Recorded data
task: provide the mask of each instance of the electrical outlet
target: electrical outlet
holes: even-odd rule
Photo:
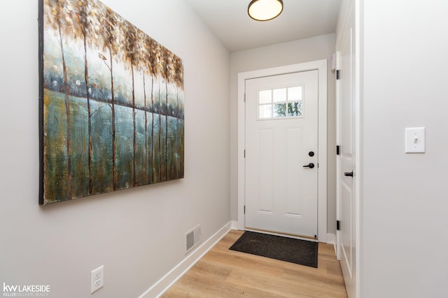
[[[104,265],[90,273],[90,294],[103,288],[104,284]]]

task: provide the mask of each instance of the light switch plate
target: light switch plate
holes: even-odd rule
[[[405,131],[405,152],[425,153],[425,128],[407,128]]]

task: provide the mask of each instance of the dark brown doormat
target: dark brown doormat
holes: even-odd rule
[[[244,232],[229,249],[317,268],[318,242]]]

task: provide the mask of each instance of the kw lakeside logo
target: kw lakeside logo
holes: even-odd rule
[[[9,285],[3,283],[3,297],[48,297],[48,293],[50,285]]]

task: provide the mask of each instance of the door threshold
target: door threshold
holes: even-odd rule
[[[262,229],[256,229],[254,228],[249,228],[249,227],[246,227],[246,228],[244,229],[245,231],[248,231],[248,232],[255,232],[257,233],[262,233],[262,234],[267,234],[270,235],[275,235],[275,236],[281,236],[281,237],[288,237],[288,238],[294,238],[294,239],[301,239],[301,240],[307,240],[307,241],[311,241],[313,242],[318,242],[318,237],[316,237],[314,238],[314,237],[312,237],[312,236],[307,236],[307,235],[300,235],[300,234],[291,234],[291,233],[284,233],[284,232],[276,232],[276,231],[272,231],[272,230],[262,230]]]

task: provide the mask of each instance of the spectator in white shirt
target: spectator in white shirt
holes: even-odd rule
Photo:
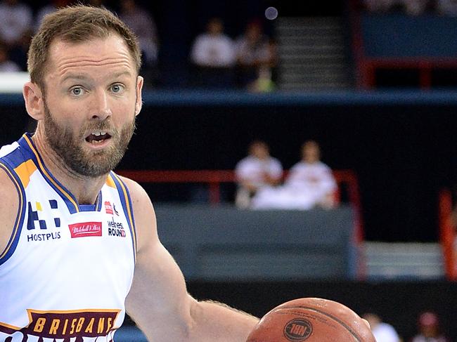
[[[400,342],[401,341],[395,328],[382,322],[378,315],[368,313],[363,315],[363,318],[370,324],[371,332],[373,332],[376,342]]]
[[[337,183],[332,170],[320,158],[318,143],[314,140],[304,143],[302,160],[290,169],[284,185],[259,191],[252,198],[252,209],[307,210],[315,206],[333,207]]]
[[[220,18],[211,19],[206,32],[197,36],[192,46],[191,59],[200,67],[231,67],[234,65],[233,42],[224,33],[224,24]]]
[[[281,182],[283,166],[279,160],[270,156],[266,143],[256,140],[249,146],[249,155],[236,164],[235,173],[238,183],[236,204],[247,208],[259,190]]]

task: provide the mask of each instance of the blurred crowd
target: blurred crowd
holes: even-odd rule
[[[37,9],[20,0],[0,1],[0,72],[27,71],[27,51],[31,37],[43,18],[59,7],[75,2],[52,0]],[[103,0],[82,2],[112,10],[130,27],[142,50],[141,74],[146,85],[160,84],[160,37],[151,11],[135,0],[119,0],[114,9]],[[246,23],[244,32],[232,38],[225,33],[221,18],[211,18],[206,30],[194,37],[188,55],[189,66],[193,71],[190,82],[192,86],[233,87],[251,91],[274,88],[276,46],[265,34],[258,19],[252,18]]]
[[[370,324],[376,342],[451,342],[442,329],[438,315],[433,311],[424,311],[418,315],[414,335],[404,341],[395,327],[384,322],[378,315],[367,313],[363,317]]]
[[[330,168],[321,161],[321,147],[314,140],[303,143],[300,160],[286,175],[266,143],[254,141],[235,172],[238,183],[235,202],[240,209],[307,210],[337,204],[336,180]]]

• **Challenge**:
Copy out all of the recorded data above verbatim, leaving the pictures out of your answer.

• **Answer for this exercise**:
task: provide the mask of each instance of the electrical outlet
target: electrical outlet
holes: even-odd rule
Photo:
[[[104,265],[90,273],[90,294],[103,288],[104,284]]]

task: provide the mask of each instance of the light switch plate
target: light switch plate
holes: even-odd rule
[[[405,131],[405,152],[425,153],[425,128],[407,128]]]

task: provide the mask of each instance of the dark brown doormat
target: dark brown doormat
holes: even-odd rule
[[[244,232],[229,249],[317,268],[318,242]]]

task: provide the mask of each instance of the kw lakeside logo
target: kw lakeside logo
holes: even-odd rule
[[[9,285],[3,283],[3,297],[48,297],[48,293],[50,285]]]

task: provide the mask of each instance of the door threshold
target: door threshold
holes: even-odd rule
[[[262,229],[256,229],[254,228],[249,228],[249,227],[246,227],[246,228],[244,229],[245,231],[248,231],[248,232],[255,232],[257,233],[262,233],[262,234],[267,234],[270,235],[275,235],[275,236],[281,236],[281,237],[288,237],[288,238],[294,238],[294,239],[301,239],[301,240],[307,240],[307,241],[311,241],[313,242],[318,242],[318,237],[316,237],[314,238],[314,237],[312,237],[312,236],[307,236],[307,235],[300,235],[300,234],[291,234],[291,233],[284,233],[284,232],[276,232],[276,231],[272,231],[272,230],[262,230]]]

task: provide the mask of each instance of the spectator in white shirt
target: spectator in white shirt
holes: even-odd rule
Photo:
[[[400,342],[401,341],[395,328],[382,322],[378,315],[368,313],[363,315],[363,318],[370,324],[371,332],[373,332],[376,342]]]
[[[337,183],[332,170],[320,158],[318,143],[314,140],[304,143],[302,160],[290,169],[284,185],[259,191],[252,198],[252,209],[307,210],[315,206],[333,207]]]
[[[220,18],[211,19],[206,32],[197,36],[192,46],[191,59],[200,67],[231,67],[234,65],[233,42],[224,33],[224,24]]]
[[[281,182],[283,166],[279,160],[270,156],[266,143],[256,140],[249,146],[249,155],[236,164],[235,173],[238,183],[236,204],[247,208],[259,190]]]

task: provide the mask of each instance of the blurred crowd
target: blurred crowd
holes: even-odd rule
[[[37,9],[20,0],[0,1],[0,72],[27,71],[27,51],[31,37],[43,18],[59,7],[75,2],[52,0]],[[103,0],[82,2],[112,10],[130,27],[142,50],[141,74],[146,85],[160,84],[160,37],[151,11],[135,0],[119,0],[114,9]],[[246,23],[244,32],[232,38],[225,33],[221,18],[211,18],[206,30],[194,37],[188,55],[189,66],[193,71],[190,82],[192,86],[233,87],[251,91],[274,88],[276,46],[265,34],[258,19],[252,18]]]
[[[370,324],[376,342],[451,342],[442,329],[438,315],[433,311],[424,311],[418,315],[414,335],[404,341],[395,327],[384,322],[378,315],[367,313],[363,317]]]
[[[330,168],[321,161],[321,147],[314,140],[303,143],[300,160],[286,175],[266,143],[254,141],[235,172],[238,183],[235,202],[240,209],[307,210],[337,204],[336,180]]]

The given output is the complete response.